[Source data]
- - -

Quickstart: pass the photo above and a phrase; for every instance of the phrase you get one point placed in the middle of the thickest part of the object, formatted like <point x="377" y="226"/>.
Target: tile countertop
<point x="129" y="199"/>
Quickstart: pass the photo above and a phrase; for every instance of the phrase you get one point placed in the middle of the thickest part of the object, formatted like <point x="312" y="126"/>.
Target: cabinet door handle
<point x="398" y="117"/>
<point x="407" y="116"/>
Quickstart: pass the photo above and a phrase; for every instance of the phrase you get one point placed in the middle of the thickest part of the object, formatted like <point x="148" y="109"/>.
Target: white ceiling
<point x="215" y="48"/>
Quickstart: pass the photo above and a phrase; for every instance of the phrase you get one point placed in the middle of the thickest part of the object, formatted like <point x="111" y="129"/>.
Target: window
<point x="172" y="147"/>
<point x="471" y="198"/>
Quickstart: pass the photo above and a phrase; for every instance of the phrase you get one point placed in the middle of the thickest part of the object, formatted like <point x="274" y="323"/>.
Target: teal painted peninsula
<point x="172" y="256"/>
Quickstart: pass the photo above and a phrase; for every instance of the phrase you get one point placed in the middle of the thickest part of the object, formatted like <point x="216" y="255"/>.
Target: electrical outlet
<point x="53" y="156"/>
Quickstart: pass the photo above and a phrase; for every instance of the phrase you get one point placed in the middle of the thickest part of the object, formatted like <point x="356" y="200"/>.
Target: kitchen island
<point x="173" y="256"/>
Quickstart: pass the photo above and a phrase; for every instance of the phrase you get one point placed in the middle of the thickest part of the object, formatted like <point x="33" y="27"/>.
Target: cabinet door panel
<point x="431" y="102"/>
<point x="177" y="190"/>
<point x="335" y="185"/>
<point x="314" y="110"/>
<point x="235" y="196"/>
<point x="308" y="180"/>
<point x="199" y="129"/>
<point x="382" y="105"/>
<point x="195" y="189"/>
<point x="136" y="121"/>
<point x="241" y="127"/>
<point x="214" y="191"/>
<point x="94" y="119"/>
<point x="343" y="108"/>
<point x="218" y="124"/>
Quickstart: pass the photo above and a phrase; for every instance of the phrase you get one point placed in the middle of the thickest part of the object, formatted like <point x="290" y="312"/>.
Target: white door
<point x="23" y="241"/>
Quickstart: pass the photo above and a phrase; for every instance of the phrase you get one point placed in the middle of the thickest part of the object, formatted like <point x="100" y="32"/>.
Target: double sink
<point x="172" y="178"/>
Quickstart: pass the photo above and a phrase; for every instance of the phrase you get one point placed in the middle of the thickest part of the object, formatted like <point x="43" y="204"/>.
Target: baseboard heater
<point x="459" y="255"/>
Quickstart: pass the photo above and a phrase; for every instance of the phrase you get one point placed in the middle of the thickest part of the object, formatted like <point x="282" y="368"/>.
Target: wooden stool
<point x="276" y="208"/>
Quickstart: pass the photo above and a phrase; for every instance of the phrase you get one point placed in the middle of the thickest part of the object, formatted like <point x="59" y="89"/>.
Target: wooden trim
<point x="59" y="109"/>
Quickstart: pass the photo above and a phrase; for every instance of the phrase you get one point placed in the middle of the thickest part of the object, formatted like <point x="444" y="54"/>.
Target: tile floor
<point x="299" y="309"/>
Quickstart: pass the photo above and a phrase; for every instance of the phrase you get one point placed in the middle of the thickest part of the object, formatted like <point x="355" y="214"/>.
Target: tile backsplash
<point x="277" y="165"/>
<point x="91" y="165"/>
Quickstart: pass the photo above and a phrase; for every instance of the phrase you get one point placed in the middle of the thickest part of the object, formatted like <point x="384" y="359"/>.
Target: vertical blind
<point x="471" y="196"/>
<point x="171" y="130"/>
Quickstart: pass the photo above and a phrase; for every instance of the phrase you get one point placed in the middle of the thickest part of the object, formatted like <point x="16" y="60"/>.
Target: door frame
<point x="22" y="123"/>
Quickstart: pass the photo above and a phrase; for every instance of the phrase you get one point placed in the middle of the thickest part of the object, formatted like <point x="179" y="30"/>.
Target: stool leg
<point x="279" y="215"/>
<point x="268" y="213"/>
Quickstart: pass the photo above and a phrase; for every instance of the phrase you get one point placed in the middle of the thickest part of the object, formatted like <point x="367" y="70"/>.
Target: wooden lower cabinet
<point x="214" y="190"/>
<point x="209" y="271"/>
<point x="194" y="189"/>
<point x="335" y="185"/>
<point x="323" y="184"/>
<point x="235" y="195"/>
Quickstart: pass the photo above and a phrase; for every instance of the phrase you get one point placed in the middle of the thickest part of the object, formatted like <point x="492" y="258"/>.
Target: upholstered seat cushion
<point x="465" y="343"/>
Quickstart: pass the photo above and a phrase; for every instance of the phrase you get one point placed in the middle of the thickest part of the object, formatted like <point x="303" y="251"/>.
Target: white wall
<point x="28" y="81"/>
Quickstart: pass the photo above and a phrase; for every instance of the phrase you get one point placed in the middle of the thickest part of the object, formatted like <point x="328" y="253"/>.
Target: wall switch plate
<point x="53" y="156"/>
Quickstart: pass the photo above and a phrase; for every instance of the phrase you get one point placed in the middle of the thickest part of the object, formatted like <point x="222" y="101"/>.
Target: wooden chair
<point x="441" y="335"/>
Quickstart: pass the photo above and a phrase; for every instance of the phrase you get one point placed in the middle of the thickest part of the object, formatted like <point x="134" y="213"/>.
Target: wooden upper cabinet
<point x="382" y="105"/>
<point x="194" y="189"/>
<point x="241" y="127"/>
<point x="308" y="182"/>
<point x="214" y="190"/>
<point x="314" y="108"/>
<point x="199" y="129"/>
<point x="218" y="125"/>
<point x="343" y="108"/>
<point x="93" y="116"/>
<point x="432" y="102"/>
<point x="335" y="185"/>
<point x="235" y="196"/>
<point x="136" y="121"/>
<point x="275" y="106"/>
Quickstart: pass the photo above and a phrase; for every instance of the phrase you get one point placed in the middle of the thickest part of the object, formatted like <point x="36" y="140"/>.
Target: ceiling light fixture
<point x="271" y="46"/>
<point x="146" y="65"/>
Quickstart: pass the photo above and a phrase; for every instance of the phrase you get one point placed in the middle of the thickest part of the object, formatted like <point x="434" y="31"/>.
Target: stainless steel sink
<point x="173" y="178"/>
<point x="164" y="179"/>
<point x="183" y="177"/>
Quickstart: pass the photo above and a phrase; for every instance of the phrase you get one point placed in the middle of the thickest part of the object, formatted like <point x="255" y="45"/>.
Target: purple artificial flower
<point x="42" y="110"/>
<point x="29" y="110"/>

- - -

Aim
List every line in the items above that contains the word "wall", where case counts.

Problem solution
Target: white wall
Target: wall switch plate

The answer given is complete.